## [TEXTE CITÉ]
☆ ☆ ☆ ☆ ☆

Le constat dressé par Steven Butler dans les secondes qui ont suivi l’annonce officielle de sa défaite contre Jose de Jesus Macias était accablant. C’est le regard fuyant qu’il a lancé trois mots lourds de sens à son coéquipier d’Eye of the Tiger Management Mathieu Germain : « Je suis fini ».

 

Germain a eu beau tenté de le rassurer en lui répondant illico que ce n’était pas du tout le cas, mais rien à faire, Butler a transporté sa mine déconfite jusque dans la salle de conférence qui lui servait de vestiaire. Plus d’un an après avoir disputé son dernier combat, le retour a été brutal.

☆ ☆ ☆ ☆ ☆

## [DONNÉES EXTRAITES]
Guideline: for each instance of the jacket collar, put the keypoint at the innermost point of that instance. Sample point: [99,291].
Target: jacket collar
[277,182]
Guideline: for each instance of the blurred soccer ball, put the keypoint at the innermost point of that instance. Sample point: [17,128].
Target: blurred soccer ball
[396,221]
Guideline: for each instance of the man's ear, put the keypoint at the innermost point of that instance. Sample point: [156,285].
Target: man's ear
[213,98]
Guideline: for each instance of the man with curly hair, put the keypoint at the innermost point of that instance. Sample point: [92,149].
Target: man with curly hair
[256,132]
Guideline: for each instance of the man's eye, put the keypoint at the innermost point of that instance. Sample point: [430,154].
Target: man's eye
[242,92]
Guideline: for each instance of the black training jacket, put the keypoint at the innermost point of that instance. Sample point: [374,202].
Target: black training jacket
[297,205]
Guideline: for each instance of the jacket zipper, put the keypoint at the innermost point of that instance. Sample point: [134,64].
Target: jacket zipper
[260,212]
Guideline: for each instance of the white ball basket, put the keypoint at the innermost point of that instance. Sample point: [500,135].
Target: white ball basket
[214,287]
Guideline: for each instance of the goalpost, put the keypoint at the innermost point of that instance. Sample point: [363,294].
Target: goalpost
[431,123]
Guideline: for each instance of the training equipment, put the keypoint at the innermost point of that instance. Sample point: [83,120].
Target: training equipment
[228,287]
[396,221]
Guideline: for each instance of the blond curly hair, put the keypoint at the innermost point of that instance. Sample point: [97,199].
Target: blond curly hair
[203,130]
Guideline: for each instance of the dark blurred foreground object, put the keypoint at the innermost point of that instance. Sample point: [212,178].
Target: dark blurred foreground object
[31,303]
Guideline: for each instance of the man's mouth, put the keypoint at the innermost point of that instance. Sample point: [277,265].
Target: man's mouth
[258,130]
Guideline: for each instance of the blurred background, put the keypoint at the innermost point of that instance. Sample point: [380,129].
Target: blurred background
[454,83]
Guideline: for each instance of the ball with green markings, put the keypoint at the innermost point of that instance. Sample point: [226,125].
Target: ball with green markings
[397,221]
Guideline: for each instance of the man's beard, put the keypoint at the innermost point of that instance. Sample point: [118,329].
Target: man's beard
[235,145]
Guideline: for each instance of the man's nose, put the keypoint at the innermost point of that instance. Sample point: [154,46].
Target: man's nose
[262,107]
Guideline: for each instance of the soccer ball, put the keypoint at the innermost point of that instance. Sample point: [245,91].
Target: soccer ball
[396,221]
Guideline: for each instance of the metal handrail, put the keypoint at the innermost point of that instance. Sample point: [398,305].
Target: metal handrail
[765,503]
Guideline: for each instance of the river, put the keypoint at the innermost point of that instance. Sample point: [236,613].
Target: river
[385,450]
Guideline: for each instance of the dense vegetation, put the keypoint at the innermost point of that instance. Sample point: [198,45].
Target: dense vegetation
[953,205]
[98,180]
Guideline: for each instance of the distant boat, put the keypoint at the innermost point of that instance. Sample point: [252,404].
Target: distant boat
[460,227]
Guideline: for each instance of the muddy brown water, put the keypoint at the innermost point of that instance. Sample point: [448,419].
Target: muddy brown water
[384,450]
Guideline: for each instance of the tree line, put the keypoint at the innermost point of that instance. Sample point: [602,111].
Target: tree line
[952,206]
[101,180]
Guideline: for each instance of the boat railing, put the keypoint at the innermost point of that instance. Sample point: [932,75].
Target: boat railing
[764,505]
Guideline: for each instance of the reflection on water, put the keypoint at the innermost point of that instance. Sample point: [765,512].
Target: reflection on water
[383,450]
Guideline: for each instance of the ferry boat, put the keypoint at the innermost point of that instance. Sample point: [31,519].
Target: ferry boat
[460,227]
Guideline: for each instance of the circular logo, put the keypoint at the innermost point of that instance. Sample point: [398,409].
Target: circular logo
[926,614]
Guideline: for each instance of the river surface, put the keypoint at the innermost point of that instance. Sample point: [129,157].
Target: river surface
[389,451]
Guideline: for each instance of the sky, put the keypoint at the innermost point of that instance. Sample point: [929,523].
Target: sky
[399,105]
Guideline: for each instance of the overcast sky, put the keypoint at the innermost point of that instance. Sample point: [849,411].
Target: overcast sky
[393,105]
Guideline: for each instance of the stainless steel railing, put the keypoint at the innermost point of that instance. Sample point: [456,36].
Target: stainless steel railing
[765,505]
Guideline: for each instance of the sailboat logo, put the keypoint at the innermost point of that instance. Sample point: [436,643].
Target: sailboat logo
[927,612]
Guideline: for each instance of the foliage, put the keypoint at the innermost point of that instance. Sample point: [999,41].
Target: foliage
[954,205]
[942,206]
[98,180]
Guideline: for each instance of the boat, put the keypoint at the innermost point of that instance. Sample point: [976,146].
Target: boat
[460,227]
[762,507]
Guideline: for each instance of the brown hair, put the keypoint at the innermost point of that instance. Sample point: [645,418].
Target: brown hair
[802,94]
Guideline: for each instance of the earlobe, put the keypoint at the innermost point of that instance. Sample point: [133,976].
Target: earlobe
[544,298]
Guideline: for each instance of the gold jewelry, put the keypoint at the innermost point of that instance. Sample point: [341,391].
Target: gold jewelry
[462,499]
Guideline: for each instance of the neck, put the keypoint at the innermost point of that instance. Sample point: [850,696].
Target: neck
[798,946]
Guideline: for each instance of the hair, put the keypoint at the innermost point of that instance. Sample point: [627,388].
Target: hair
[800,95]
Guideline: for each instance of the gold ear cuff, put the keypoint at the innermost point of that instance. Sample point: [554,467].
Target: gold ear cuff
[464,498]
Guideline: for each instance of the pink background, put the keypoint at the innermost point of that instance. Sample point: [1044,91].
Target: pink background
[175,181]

☆ ☆ ☆ ☆ ☆

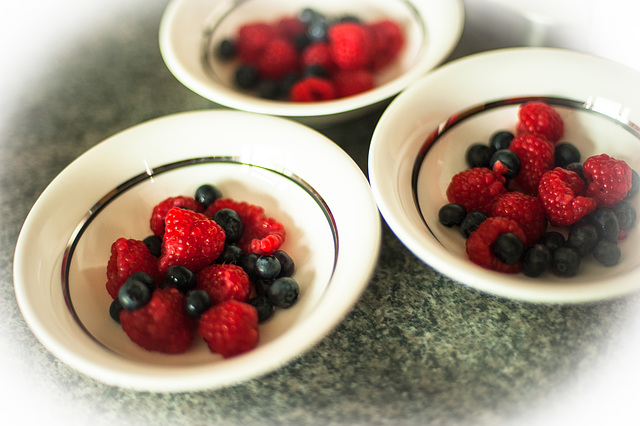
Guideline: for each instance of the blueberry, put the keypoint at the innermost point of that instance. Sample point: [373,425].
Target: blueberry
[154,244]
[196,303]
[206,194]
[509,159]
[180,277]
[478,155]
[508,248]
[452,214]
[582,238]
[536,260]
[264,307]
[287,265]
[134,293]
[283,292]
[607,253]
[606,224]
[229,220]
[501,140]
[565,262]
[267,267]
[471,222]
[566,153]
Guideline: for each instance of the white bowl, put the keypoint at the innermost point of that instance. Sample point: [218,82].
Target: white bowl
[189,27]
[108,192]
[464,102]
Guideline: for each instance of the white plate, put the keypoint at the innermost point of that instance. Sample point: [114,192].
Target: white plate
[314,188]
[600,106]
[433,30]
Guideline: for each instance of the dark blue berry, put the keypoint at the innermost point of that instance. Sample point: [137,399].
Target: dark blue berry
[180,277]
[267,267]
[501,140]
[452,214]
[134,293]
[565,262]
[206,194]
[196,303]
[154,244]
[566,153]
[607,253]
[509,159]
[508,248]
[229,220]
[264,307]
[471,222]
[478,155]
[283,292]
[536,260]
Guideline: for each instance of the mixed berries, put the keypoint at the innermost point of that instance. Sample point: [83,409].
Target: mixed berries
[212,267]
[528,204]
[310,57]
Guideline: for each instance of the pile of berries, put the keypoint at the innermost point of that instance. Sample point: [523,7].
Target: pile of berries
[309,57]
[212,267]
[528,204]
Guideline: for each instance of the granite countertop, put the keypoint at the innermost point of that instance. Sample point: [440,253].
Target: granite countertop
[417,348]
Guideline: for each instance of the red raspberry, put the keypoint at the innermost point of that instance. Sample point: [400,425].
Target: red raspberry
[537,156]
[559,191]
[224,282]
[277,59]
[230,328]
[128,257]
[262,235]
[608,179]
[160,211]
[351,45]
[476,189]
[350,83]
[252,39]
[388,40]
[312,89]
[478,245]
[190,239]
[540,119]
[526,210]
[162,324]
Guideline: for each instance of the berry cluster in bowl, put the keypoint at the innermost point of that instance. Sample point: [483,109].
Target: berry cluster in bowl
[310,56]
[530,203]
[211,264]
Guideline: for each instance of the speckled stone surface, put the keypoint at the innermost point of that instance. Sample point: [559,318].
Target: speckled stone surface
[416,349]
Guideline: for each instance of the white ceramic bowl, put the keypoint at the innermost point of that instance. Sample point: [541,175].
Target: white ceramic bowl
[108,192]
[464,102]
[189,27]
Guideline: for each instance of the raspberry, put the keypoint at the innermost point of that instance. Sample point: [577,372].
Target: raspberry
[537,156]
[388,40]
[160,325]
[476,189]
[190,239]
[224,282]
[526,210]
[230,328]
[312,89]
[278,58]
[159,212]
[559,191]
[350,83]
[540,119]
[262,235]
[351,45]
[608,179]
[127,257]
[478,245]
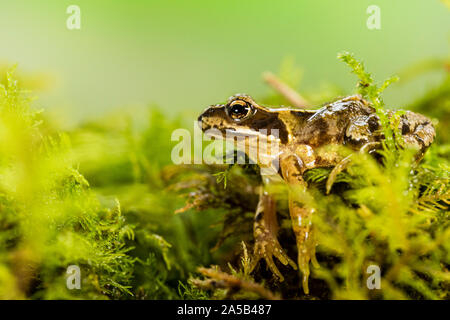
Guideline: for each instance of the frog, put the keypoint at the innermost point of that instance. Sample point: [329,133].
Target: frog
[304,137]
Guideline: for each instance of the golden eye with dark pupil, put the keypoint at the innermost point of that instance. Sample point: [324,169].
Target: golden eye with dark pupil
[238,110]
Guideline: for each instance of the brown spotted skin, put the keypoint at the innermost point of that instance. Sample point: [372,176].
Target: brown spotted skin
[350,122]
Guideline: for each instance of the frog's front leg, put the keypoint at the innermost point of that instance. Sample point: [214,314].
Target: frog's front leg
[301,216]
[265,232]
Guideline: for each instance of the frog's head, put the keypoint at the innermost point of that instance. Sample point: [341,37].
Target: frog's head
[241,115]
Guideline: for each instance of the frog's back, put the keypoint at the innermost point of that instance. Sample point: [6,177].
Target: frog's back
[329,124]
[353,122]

☆ ☆ ☆ ☆ ☆

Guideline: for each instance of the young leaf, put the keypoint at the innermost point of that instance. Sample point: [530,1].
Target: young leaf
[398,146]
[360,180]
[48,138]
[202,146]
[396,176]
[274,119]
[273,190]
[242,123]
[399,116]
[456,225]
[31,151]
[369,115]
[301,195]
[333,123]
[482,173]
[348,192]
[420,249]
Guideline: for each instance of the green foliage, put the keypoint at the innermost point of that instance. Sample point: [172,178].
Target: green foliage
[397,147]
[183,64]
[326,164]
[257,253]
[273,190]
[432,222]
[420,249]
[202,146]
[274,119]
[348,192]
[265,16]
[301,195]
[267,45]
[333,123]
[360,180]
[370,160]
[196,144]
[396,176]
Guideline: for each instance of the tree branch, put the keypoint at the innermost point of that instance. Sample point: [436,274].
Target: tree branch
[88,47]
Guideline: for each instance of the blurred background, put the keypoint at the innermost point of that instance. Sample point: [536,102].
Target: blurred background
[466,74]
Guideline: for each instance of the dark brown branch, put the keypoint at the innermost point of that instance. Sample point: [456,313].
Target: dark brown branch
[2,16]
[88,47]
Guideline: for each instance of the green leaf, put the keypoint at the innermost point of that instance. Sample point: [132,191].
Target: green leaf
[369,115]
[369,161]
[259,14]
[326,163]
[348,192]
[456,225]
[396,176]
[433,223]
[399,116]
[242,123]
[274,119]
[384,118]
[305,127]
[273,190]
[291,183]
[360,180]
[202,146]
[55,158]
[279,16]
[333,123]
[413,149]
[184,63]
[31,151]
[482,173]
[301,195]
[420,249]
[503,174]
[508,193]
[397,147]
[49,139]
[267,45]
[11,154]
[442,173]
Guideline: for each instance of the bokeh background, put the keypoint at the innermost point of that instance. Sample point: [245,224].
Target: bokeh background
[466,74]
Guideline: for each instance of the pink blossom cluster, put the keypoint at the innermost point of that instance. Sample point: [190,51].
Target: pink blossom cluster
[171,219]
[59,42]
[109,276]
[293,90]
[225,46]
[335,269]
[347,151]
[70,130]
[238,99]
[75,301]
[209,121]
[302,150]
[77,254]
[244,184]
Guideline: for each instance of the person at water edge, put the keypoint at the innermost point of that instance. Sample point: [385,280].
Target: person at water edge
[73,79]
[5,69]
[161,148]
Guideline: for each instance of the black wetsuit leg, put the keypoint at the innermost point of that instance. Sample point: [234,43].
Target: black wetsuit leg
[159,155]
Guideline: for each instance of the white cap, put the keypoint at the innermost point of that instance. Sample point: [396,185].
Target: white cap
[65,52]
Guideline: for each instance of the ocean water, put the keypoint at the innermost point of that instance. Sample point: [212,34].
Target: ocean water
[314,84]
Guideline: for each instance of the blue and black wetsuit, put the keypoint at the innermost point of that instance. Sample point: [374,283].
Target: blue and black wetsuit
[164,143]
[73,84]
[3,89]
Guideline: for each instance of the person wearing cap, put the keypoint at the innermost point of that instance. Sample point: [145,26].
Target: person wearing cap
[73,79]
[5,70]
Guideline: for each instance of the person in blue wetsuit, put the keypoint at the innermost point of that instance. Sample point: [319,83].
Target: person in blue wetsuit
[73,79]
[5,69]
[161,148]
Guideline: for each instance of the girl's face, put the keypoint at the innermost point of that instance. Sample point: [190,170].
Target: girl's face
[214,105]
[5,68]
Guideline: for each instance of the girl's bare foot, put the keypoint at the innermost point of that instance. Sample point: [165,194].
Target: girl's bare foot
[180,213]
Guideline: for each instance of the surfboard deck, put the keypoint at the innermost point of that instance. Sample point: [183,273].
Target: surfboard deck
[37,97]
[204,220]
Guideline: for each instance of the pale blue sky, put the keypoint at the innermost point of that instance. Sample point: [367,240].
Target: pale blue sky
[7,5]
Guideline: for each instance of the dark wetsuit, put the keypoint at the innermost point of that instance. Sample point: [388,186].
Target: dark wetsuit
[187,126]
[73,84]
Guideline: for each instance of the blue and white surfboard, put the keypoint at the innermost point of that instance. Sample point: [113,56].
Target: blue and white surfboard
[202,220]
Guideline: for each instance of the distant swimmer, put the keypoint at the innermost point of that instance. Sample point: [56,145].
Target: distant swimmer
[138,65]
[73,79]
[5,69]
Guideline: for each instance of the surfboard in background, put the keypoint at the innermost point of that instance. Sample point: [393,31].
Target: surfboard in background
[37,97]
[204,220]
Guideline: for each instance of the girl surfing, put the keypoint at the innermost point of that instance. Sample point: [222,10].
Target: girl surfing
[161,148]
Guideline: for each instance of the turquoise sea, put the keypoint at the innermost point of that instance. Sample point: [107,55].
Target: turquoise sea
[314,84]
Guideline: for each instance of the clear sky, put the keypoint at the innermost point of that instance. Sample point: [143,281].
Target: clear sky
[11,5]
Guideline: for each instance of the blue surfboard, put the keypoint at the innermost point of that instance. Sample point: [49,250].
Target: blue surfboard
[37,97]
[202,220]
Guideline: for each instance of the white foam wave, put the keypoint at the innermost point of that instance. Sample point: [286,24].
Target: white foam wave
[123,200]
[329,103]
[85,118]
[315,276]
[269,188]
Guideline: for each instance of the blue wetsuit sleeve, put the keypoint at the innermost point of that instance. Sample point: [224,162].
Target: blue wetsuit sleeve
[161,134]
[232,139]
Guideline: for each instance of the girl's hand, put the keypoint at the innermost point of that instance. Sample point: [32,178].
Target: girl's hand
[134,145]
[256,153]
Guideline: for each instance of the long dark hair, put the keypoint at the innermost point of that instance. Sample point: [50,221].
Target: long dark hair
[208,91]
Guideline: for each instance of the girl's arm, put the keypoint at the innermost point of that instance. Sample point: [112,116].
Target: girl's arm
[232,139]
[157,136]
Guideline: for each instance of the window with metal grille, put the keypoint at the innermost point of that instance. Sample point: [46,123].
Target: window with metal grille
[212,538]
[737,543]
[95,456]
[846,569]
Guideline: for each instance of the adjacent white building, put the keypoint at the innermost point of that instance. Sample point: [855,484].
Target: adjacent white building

☆ ☆ ☆ ☆ ☆

## [ÉNONCÉ DE LA TÂCHE]
Selon le texte sur la défaite de Steven Butler, quels trois mots celui-ci a-t-il adressés à Mathieu Germain après l'annonce officielle du résultat ?

## [SOLUTION PROPOSÉE]
« Je suis fini ».